■ Written exercise ■
Rewrite the material below with each "leg" swapped for "arm", keeping every other word the same and leaving out the pictures.

■ Provided records ■
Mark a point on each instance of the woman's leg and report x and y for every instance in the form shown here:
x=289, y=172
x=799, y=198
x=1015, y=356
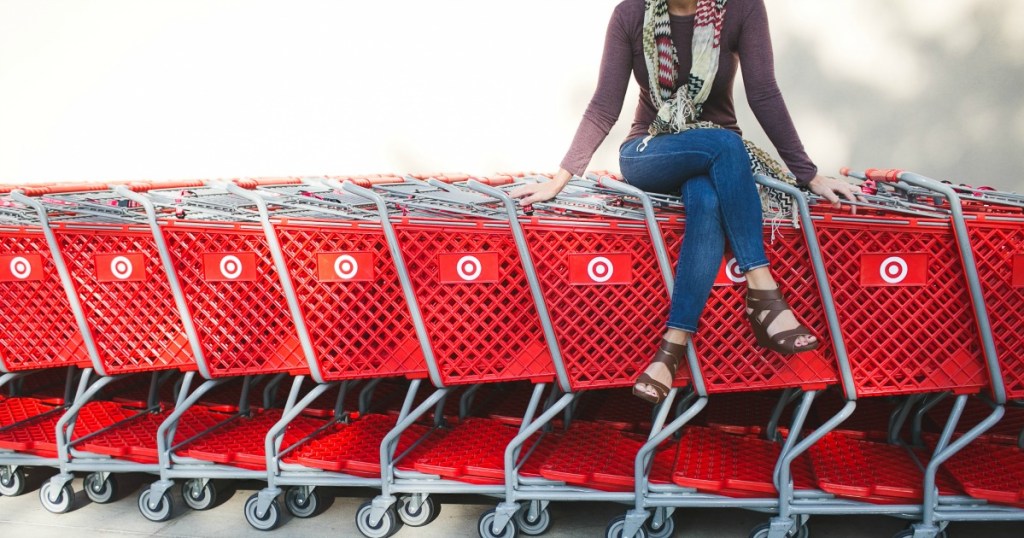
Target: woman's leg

■ Solution for this exercise ■
Mark a point on each instance of the woman's arm and report x and y for every instance in the form shown here:
x=289, y=172
x=799, y=198
x=1015, y=356
Target: woman's arm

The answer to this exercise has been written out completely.